• _原始文件_
● ● ●
等我自己終於爬出了博士後的泥潭,我也才敢承認,自己和這些惡語相向的家夥,並沒有什麽本質上的不同。
日光之下並無新事,人性之下更是彼此彼此。
7
博士後的生活雖不溫柔,卻不妨礙這小鎮秋日的美好:湛藍的天,軟綿綿的雲,黃紅相間的葉,樹枝上一跳一躍的灰鬆鼠。
我每天步行去實驗室,都會走過一條鋪滿紅磚的小路,磚鋪得細密緊實,是吸足了陽光雨露的絳紅色,看上去滿眼的舒服。一場細雨過後,磚塊就又被滋潤一回,更像是攢在一起的、熟透的草莓了。光腳踩上去,踏踏實實的溫潤傳到腦根,總讓我想起夏日的黑龍江畔。
我還去過留學生辦的中秋聯歡晚會,掏了10美元買張票溜進去的,發現台麵上躥下跳的都是學生會的頭頭腦腦,跟國內見過的一模一樣。
我雖然還在學校廝混,但早已沒了做學生時的心境,興味索然,看了兩眼就直奔後麵那兩桌月餅去了。掰開一塊嚐嚐,棗泥蛋黃兩樣餡兒,腥甜腥甜,在國內也就是個地攤貨水準,在這邊大概就要論美金而沽了。
月餅旁邊還站了不少人,張口互問國內哪個學校出來的。這話題不錯,特別是有幾位母校牌子還挺響的。等我把學校名字報出來,大家“哦”一聲,便各自低下頭繼續掰月餅,再無別話。
我也習慣了,這裏所謂的社交生活,大概也都無非如此。
我終於開始慢慢融入這裏的生活,是從真正體會到擁有一輛車子的必要性開始的。
當時,我都是坐公交去沃爾瑪,駕駛員是一臉怒相的黑人大媽,準時準點,風雨不誤。當地人也有坐公交買菜的,但人家都用布質購物袋,大方體麵又環保。我則渾身掛滿了印有沃爾瑪商標的塑料袋,裏麵塞著土豆西芹雞翅脫脂牛奶,一看就是剛從國內來的。第一次去還有些發窘,對麵的白人老太太就對我一笑:“Lots of good stuff,huh?(很多好東西,不是嗎?)”
● ● ●
• _資料摘錄_
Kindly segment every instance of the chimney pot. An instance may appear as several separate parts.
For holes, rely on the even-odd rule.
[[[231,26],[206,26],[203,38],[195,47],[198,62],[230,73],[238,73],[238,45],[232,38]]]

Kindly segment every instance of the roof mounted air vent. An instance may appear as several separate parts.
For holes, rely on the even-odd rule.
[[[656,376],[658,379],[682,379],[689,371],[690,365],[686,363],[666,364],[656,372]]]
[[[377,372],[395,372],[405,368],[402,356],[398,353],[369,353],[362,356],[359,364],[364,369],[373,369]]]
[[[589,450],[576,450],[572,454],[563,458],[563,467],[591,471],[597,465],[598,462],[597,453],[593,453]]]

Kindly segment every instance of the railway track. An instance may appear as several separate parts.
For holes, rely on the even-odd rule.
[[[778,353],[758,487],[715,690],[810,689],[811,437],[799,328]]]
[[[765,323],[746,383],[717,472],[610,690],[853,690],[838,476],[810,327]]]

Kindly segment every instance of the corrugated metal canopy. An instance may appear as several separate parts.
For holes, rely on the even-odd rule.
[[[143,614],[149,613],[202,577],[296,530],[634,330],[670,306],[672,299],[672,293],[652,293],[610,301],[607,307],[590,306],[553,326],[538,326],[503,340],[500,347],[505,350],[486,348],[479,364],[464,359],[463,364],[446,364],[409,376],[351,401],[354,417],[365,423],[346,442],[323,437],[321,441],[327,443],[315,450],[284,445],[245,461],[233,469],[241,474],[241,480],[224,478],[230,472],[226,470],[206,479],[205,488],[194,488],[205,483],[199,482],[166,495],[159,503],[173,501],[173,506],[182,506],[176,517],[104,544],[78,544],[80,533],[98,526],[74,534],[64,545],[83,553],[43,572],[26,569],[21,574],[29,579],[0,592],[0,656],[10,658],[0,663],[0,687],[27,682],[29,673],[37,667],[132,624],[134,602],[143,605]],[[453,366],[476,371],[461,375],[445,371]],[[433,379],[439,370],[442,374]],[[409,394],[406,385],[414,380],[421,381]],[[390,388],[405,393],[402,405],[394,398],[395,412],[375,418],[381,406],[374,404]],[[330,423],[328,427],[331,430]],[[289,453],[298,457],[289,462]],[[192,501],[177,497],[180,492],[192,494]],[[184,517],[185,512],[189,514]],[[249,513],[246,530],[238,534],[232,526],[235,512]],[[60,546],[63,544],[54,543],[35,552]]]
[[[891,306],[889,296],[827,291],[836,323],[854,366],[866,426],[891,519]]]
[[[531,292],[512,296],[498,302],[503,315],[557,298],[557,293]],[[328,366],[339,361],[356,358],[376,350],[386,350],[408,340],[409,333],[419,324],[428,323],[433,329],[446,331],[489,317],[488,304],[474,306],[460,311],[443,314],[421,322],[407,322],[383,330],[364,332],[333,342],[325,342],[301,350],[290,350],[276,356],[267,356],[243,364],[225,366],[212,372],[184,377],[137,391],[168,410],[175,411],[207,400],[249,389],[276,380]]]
● ● ●
• _練習題目_
根據上面那篇關於博士後生活的文字,分別回答下列問題:
(a) 作者去中秋聯歡晚會時,買票花了多少錢?
(b) 作者嚐的月餅是哪兩樣餡兒?
(c) 作者當時坐什麼交通工具去沃爾瑪?

• _練習答案_
(a) 10美元。
(b) 棗泥和蛋黃。
(c) 公交。